=== Section Start ===

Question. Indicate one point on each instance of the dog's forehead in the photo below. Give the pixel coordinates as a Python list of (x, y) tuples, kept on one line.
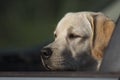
[(78, 22)]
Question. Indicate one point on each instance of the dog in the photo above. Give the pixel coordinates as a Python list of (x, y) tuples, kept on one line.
[(80, 41)]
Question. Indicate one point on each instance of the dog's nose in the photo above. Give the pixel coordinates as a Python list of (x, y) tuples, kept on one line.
[(46, 53)]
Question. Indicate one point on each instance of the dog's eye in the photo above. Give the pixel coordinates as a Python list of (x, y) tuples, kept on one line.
[(72, 36)]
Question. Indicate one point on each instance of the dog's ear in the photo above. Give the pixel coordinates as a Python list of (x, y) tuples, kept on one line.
[(102, 27)]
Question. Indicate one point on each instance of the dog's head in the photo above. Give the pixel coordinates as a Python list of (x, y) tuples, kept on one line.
[(80, 39)]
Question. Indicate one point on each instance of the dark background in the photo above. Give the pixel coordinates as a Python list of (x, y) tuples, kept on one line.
[(27, 25)]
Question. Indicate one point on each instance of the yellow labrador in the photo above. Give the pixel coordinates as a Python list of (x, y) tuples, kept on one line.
[(80, 40)]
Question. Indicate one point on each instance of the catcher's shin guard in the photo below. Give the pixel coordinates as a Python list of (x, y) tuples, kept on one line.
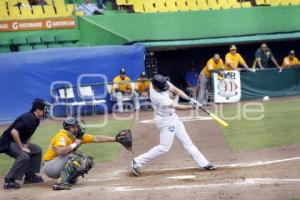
[(77, 165)]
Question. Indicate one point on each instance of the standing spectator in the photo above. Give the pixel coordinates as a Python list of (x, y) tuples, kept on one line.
[(291, 60), (234, 59), (122, 89), (142, 85), (15, 142), (89, 8), (215, 63), (191, 79), (263, 56)]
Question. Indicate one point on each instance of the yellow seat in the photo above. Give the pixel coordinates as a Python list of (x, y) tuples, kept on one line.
[(193, 5), (260, 2), (70, 9), (162, 6), (224, 4), (203, 5), (246, 4), (273, 2), (38, 11), (79, 13), (14, 13), (138, 6), (26, 13), (182, 5), (212, 4), (49, 11), (172, 5)]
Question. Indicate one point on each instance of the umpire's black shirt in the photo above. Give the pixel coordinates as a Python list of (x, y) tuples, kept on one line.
[(25, 124)]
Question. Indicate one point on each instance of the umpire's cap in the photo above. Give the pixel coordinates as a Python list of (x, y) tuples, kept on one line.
[(41, 104), (160, 82), (70, 122)]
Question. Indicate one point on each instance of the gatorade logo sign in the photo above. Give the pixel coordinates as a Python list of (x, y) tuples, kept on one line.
[(39, 24)]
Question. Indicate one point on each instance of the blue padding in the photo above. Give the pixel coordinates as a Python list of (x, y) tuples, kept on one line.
[(28, 75)]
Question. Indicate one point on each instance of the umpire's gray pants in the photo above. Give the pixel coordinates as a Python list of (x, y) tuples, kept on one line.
[(203, 88), (25, 163), (53, 168)]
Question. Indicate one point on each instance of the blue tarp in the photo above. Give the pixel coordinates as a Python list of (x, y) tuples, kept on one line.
[(28, 75)]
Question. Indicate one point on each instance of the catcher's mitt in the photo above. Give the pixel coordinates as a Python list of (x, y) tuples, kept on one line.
[(124, 137)]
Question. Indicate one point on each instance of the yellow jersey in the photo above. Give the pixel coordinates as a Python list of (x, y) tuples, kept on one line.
[(63, 139), (235, 60), (121, 85), (287, 61), (142, 86), (211, 65)]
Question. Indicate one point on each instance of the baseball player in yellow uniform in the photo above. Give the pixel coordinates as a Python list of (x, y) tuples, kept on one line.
[(215, 63), (62, 160), (291, 60), (122, 87), (142, 85), (234, 59)]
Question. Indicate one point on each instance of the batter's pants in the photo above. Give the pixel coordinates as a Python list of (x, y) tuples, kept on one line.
[(167, 134)]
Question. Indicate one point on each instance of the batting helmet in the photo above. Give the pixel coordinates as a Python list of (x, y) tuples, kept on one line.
[(160, 82), (70, 122)]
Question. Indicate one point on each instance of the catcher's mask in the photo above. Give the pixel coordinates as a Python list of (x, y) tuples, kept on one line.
[(160, 82), (41, 104), (70, 122)]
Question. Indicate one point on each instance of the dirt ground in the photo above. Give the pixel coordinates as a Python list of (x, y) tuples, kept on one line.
[(175, 176)]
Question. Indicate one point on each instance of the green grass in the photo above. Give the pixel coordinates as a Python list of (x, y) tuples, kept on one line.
[(280, 126), (100, 152)]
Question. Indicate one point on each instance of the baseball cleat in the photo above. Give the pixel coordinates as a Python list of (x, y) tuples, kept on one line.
[(135, 169), (210, 167), (61, 186)]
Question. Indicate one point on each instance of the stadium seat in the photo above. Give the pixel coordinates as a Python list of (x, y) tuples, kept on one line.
[(40, 46), (27, 13), (246, 4), (14, 13), (224, 4), (38, 11), (66, 38), (25, 48), (172, 5), (183, 5), (138, 7), (203, 5), (47, 39), (213, 4), (55, 45), (150, 6), (49, 11), (33, 39), (19, 41), (4, 49)]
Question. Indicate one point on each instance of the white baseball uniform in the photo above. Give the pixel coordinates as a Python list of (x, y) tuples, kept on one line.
[(169, 125)]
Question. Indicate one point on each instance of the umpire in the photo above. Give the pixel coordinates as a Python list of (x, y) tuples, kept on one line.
[(15, 143)]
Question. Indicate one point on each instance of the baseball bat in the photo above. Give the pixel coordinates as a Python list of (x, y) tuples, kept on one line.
[(215, 117)]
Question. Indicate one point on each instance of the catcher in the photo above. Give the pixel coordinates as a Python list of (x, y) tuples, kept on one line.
[(64, 162)]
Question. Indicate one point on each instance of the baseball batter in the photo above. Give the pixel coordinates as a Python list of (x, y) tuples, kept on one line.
[(169, 124)]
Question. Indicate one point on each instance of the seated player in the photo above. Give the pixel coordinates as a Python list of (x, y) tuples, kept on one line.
[(215, 63), (122, 88), (291, 60), (191, 80), (234, 59), (142, 85), (63, 161)]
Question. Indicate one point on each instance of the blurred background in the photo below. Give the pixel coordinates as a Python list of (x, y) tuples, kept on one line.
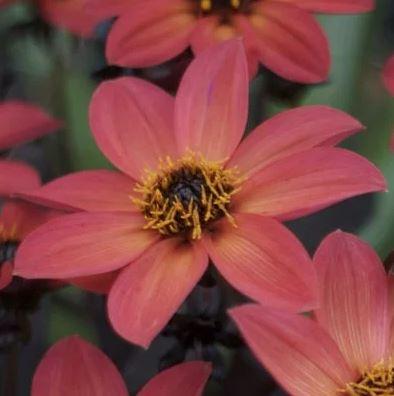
[(52, 67)]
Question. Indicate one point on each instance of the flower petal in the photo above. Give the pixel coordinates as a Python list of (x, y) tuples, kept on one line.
[(83, 244), (20, 218), (132, 122), (150, 290), (295, 51), (252, 258), (212, 102), (6, 270), (183, 379), (17, 176), (308, 181), (334, 6), (100, 283), (294, 349), (353, 306), (94, 191), (290, 132), (151, 32), (388, 75), (22, 122), (75, 367)]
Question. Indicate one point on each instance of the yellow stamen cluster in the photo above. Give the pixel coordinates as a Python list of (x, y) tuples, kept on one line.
[(206, 5), (185, 195), (376, 382)]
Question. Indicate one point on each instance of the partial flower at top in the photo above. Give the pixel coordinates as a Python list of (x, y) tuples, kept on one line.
[(282, 35), (67, 14), (74, 367), (348, 349), (190, 189), (388, 75), (20, 123)]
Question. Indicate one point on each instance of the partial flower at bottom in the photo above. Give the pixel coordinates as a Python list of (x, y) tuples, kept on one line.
[(74, 367), (348, 349), (190, 189)]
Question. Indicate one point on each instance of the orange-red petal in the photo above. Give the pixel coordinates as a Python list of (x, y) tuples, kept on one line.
[(264, 261), (16, 177), (22, 122), (186, 379), (92, 190), (296, 351), (132, 122), (83, 244), (353, 298), (212, 102), (74, 367), (150, 290), (290, 132), (308, 181)]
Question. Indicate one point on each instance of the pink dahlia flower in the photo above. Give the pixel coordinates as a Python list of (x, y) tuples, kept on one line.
[(74, 367), (283, 35), (348, 348), (190, 190), (20, 123)]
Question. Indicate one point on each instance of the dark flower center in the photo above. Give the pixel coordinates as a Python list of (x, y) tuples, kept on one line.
[(186, 195)]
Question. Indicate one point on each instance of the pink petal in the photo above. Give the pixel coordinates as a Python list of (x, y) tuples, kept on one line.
[(21, 218), (388, 75), (334, 6), (83, 244), (212, 102), (150, 290), (294, 349), (183, 379), (290, 132), (17, 176), (252, 259), (151, 32), (74, 367), (94, 191), (289, 41), (6, 270), (308, 181), (100, 283), (22, 122), (132, 122), (353, 288)]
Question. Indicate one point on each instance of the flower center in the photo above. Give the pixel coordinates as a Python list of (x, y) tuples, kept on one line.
[(208, 6), (186, 195), (377, 382)]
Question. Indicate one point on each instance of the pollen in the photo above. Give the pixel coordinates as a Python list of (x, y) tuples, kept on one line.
[(379, 381), (186, 195)]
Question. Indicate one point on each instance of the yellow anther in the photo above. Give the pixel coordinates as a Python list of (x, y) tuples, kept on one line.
[(206, 5)]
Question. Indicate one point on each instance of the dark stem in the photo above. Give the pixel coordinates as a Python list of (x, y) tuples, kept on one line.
[(11, 371)]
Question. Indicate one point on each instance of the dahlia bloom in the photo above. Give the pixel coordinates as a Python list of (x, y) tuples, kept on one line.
[(388, 75), (75, 367), (190, 190), (68, 14), (282, 35), (20, 123), (348, 349)]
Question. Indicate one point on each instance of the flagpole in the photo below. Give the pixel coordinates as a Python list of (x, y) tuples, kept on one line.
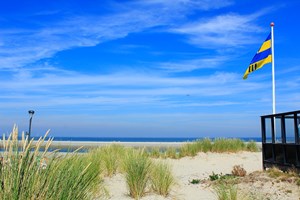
[(273, 76), (273, 66)]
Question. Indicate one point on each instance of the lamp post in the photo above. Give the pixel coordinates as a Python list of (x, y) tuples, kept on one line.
[(31, 112)]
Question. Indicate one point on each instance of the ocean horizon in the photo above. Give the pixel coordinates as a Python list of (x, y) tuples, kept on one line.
[(145, 139)]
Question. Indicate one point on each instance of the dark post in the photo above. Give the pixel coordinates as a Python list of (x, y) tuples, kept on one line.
[(31, 112)]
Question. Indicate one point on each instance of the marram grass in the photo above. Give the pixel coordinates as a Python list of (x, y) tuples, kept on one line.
[(27, 173), (161, 178), (137, 168)]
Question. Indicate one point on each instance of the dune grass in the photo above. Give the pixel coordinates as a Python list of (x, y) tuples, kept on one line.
[(226, 191), (137, 167), (27, 173), (219, 145), (109, 157), (161, 178)]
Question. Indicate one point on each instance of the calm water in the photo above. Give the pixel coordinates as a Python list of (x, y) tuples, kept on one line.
[(139, 139)]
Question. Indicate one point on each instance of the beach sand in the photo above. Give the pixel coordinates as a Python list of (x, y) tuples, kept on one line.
[(200, 167)]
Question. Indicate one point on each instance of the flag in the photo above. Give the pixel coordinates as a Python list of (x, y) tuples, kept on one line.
[(262, 57)]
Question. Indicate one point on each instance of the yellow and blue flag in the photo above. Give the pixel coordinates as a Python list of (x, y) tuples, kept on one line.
[(262, 57)]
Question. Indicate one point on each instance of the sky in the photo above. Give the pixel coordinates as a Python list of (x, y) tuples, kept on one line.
[(152, 68)]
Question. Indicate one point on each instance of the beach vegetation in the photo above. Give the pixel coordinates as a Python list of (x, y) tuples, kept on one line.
[(161, 178), (251, 146), (28, 170), (226, 191), (221, 145), (195, 181), (171, 152), (238, 170), (137, 168), (110, 157), (155, 152)]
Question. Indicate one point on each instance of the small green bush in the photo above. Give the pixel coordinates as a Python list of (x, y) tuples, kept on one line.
[(137, 168), (226, 191), (161, 178)]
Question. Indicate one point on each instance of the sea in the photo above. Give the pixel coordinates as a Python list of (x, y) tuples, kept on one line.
[(145, 139)]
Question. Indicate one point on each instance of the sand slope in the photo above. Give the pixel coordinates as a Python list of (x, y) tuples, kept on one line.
[(200, 167)]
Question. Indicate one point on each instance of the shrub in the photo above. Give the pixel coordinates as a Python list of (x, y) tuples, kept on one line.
[(110, 157), (137, 170), (214, 176), (251, 146), (238, 171), (161, 178), (195, 181), (171, 153), (25, 174), (226, 191)]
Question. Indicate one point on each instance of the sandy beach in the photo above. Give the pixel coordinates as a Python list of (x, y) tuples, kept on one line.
[(200, 167)]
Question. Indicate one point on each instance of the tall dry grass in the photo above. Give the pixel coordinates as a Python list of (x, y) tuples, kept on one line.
[(26, 172), (161, 178), (137, 168)]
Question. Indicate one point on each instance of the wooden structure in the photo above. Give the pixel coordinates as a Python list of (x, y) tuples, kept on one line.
[(280, 140)]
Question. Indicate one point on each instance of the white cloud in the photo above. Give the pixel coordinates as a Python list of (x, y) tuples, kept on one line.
[(227, 30), (190, 65)]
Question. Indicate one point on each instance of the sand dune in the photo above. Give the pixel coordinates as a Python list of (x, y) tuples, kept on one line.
[(200, 167)]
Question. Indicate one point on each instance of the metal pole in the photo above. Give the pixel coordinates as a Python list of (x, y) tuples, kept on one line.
[(273, 66), (31, 112), (273, 76)]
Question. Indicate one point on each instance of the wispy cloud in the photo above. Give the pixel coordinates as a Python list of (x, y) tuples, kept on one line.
[(190, 65), (227, 30), (23, 46)]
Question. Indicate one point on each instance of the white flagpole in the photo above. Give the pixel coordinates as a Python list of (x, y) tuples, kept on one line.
[(273, 66), (273, 77)]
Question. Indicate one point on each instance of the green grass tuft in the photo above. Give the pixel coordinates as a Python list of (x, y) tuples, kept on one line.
[(161, 178)]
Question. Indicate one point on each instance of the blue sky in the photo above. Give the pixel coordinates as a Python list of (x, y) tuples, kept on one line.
[(160, 68)]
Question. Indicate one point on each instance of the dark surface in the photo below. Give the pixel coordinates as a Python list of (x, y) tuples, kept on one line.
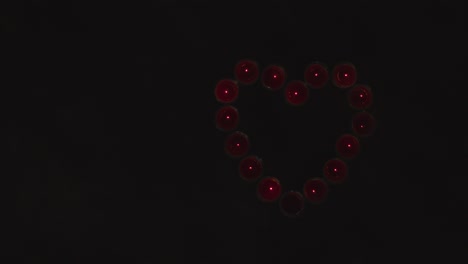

=== Section End ===

▶ **PROBLEM TO WORK ON**
Without the pictures, transcribe the lines from the one containing "green grass tuft" through the end of the data, exactly and only those.

▶ **RESPONSE**
Question. Indicate one point on each instance of the green grass tuft in the photo above. Give the pixel coordinates as a Python list of (x, y) tuples, kept on one line.
[(161, 178)]
Question. Indicate one point on each instance of the blue sky in the photo above. Give the pixel coordinates as a Python list of (x, y) tuples, kept on one line.
[(160, 68)]
Question. Indicate one point on each instance of the dark surface in the photo below. Give the pixel coordinates as a Python list of (x, y) tuples, kept on one line.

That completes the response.